Énoncé A
D'après l'extrait fourni, quelle fonction les contes merveilleux ont-ils plutôt qu'une fonction d'éducation ?

Extrait fourni
Les contes merveilleux désobéissent au réel et ils ont une fonction d’éveil plutôt que d’éducation. Ils échappent à toute analyse, interprétation et compréhension univoque, totalisante et universelle. Ils sont le contraire de l’explicite, du fast-food, du prêt-à-penser, à normer et à rêver, chers à notre époque. Ils ne veulent rien dire, ils ne sont ni utiles ni efficaces, ils sont nécessaires. Tissés des mêmes fils que les rêves, ils convoquent, sans les résoudre, des énigmes intimes et collectives. Ils sont comme les pommes bio sur les étals des supermarchés ; terreuses, pas lisses, pas calibrées, ni attirantes. Ils font pâle figure à côté des pommes rondes et luisantes de l’industrie médiatico-culturelle. Ils sont pourtant savoureux et nourriciers, pas de risque de s’empoisonner. Mais il faut faire un pas de côté pour les entendre, traverser le miroir des apparences, et faire silence. Il faut décoller le nez de nos écrans, allumer notre curiosité et prendre le temps de prêter l’oreille à un autre être humain qui raconte. Un être humain qui laisse au conte sa rugosité, qui ne cherche pas à l’expliquer et s’abstienne de juger ou d’infléchir le récit à l’aune d’une lecture psychologique ou moralisante. Mon propos n’est pas de revenir aux veillées du temps passé ou de se nourrir exclusivement de littératures orales anciennes, mais de préserver la biodiversité des littératures et d’agrandir notre regard sur les contes merveilleux.

Données
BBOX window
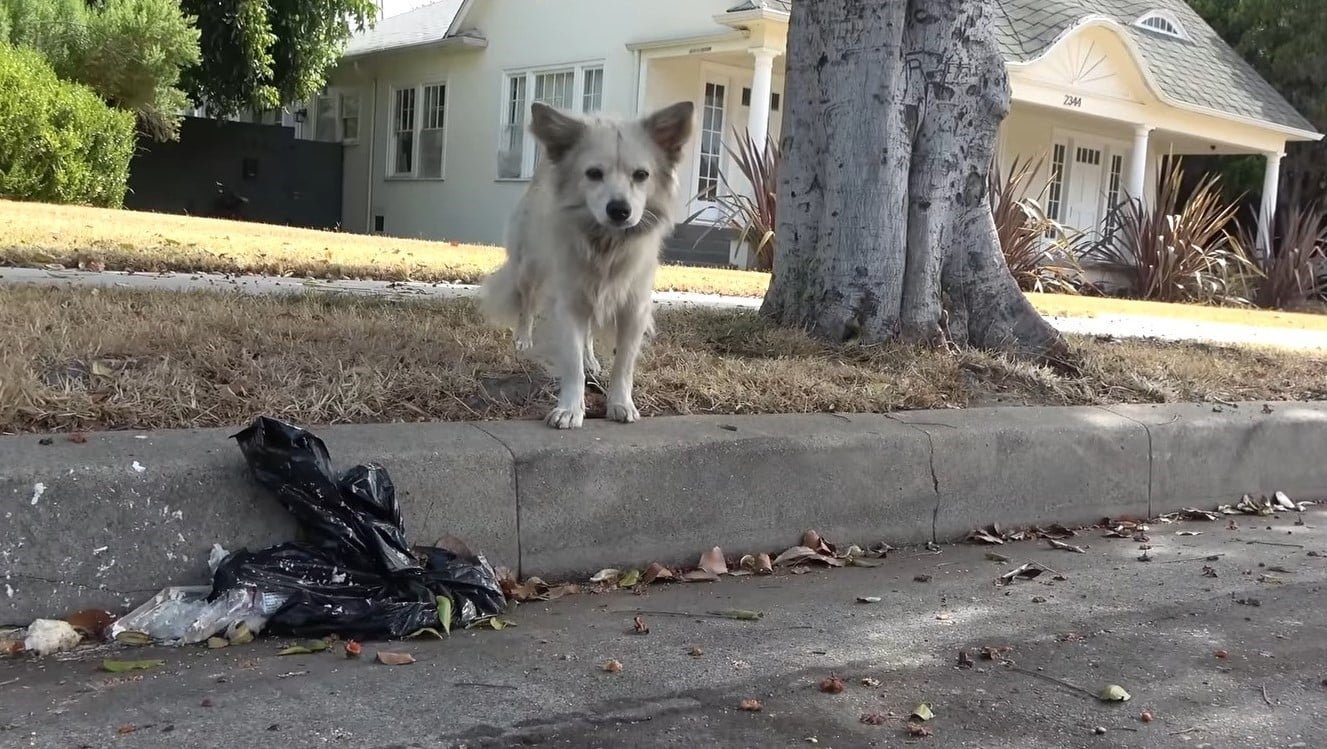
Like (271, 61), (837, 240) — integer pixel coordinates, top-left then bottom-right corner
(313, 92), (360, 143)
(387, 84), (447, 179)
(498, 62), (604, 179)
(695, 84), (727, 201)
(1135, 11), (1185, 39)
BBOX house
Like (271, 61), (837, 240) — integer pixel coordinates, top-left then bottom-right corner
(304, 0), (1322, 269)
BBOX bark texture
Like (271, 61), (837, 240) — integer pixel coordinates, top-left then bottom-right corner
(762, 0), (1066, 361)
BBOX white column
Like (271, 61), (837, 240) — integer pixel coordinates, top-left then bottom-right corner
(747, 46), (779, 151)
(1125, 125), (1152, 201)
(1258, 151), (1286, 251)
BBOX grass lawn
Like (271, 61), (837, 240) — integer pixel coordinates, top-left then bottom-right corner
(0, 201), (1327, 331)
(0, 286), (1327, 432)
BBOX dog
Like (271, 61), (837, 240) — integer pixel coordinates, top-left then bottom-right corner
(480, 101), (695, 429)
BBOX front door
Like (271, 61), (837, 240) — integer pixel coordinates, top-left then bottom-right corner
(1063, 143), (1105, 231)
(691, 78), (730, 223)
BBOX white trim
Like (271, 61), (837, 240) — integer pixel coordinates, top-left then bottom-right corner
(1005, 15), (1323, 141)
(1133, 9), (1189, 41)
(387, 77), (453, 179)
(494, 57), (610, 182)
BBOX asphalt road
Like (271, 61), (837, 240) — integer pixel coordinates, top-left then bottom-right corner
(0, 511), (1327, 749)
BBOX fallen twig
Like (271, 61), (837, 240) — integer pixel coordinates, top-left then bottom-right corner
(1009, 665), (1096, 700)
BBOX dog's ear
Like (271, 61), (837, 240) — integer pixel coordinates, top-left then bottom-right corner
(529, 101), (585, 161)
(641, 101), (695, 163)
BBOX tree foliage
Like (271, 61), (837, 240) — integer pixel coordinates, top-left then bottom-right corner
(180, 0), (377, 116)
(0, 0), (199, 139)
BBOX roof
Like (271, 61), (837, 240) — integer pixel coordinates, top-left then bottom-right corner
(341, 0), (464, 57)
(729, 0), (1316, 133)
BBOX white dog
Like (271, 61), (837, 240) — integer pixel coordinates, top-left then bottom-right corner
(483, 101), (695, 429)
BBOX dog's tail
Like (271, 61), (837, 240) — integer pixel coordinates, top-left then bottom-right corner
(479, 262), (520, 329)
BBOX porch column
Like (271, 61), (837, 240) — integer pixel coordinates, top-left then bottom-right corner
(1258, 151), (1285, 254)
(1125, 125), (1152, 201)
(747, 46), (779, 151)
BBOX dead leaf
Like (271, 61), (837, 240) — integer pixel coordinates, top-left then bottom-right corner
(966, 529), (1005, 544)
(697, 546), (729, 575)
(276, 640), (330, 655)
(378, 651), (414, 665)
(65, 608), (115, 640)
(999, 562), (1046, 586)
(101, 659), (166, 673)
(641, 562), (673, 586)
(857, 713), (889, 725)
(819, 676), (844, 695)
(1097, 684), (1129, 703)
(908, 722), (934, 738)
(772, 546), (843, 567)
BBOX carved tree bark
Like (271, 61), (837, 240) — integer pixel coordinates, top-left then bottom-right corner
(762, 0), (1067, 361)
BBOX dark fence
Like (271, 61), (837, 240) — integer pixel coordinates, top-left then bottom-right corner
(125, 117), (341, 228)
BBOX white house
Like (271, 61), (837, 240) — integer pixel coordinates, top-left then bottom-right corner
(301, 0), (1322, 268)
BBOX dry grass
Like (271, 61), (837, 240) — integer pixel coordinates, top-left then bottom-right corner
(0, 286), (1327, 432)
(0, 201), (770, 296)
(0, 201), (1327, 331)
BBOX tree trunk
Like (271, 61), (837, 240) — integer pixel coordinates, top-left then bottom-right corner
(762, 0), (1067, 361)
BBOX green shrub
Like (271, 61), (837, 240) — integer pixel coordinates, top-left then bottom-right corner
(0, 44), (134, 207)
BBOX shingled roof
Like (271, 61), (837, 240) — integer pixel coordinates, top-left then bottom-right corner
(729, 0), (1316, 133)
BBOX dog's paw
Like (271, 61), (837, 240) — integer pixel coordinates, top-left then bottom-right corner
(608, 398), (641, 424)
(583, 352), (604, 377)
(544, 406), (585, 429)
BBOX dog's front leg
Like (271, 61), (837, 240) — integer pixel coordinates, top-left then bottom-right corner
(608, 299), (652, 424)
(544, 303), (589, 429)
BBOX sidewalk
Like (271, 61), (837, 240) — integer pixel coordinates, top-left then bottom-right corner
(0, 268), (1327, 351)
(0, 402), (1327, 624)
(0, 510), (1327, 749)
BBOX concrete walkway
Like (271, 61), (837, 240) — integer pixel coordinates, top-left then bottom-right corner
(0, 268), (1327, 351)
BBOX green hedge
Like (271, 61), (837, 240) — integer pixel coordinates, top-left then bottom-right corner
(0, 42), (135, 208)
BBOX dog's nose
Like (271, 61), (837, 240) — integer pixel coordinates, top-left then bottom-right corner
(605, 201), (632, 223)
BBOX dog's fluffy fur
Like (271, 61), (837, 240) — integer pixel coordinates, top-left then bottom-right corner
(482, 101), (695, 429)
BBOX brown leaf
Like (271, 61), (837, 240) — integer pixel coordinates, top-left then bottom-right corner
(65, 608), (115, 640)
(378, 651), (414, 665)
(819, 676), (844, 695)
(641, 562), (673, 586)
(908, 722), (934, 738)
(771, 546), (843, 567)
(698, 546), (729, 576)
(857, 713), (889, 725)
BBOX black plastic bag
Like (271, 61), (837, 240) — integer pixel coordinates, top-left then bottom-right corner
(210, 417), (507, 639)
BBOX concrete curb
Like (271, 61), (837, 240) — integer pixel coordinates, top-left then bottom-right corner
(0, 402), (1327, 623)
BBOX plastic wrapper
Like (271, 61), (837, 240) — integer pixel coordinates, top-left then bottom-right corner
(208, 417), (507, 639)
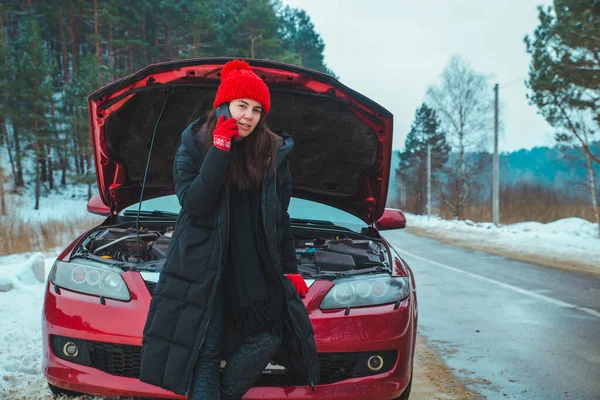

Énoncé B
Reproduisez à l'identique, s'il vous plaît, les entrées depuis la ligne qui contient « BBOX white dog » jusqu'à celle qui contient « (772, 546), (843, 567) », ces deux lignes incluses.

Solution A
Une fonction d'éveil.

Solution B
BBOX white dog
Like (271, 61), (837, 240) — integer pixel coordinates, top-left then bottom-right corner
(483, 101), (695, 429)
BBOX dog's tail
Like (271, 61), (837, 240) — integer pixel coordinates, top-left then bottom-right corner
(479, 262), (520, 329)
BBOX porch column
Like (271, 61), (837, 240) — integer pixel coordinates, top-left then bottom-right corner
(1258, 151), (1285, 254)
(1125, 125), (1152, 201)
(747, 46), (779, 151)
BBOX dead leaf
Like (271, 61), (837, 240) — integer pixel coordinates, top-left then bottom-right corner
(966, 529), (1005, 544)
(697, 546), (729, 575)
(276, 640), (330, 655)
(378, 651), (414, 665)
(65, 608), (115, 640)
(999, 562), (1046, 586)
(101, 659), (166, 673)
(641, 562), (673, 586)
(857, 713), (889, 725)
(819, 676), (844, 695)
(1097, 684), (1129, 703)
(908, 722), (934, 738)
(772, 546), (843, 567)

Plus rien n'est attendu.